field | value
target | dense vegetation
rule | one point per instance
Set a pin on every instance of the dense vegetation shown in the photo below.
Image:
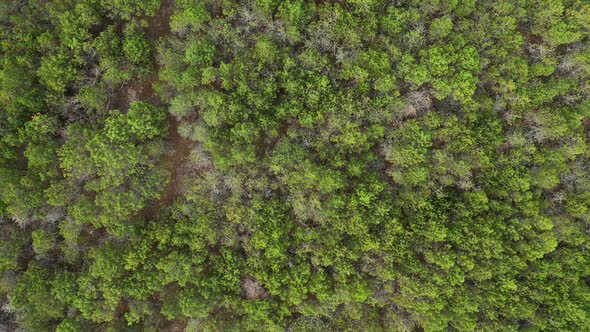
(362, 165)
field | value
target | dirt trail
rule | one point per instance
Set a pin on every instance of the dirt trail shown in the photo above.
(158, 27)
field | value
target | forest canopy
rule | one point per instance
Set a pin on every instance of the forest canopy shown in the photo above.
(297, 165)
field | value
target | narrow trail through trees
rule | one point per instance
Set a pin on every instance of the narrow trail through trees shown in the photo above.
(158, 27)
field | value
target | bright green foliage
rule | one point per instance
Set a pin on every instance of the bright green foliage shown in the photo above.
(361, 165)
(42, 241)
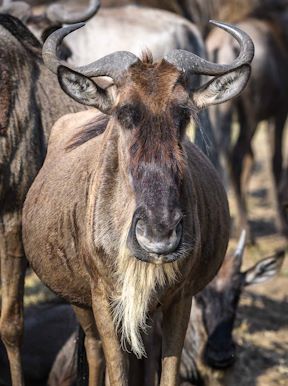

---------------

» **DIRECTIONS FOR THIS TASK**: Scan the material above. Copy each line where "dense" occurs.

» **RESPONSE AREA**:
target | dense vegetation
Set a pin on every instance of the dense vegetation shown in the photo below.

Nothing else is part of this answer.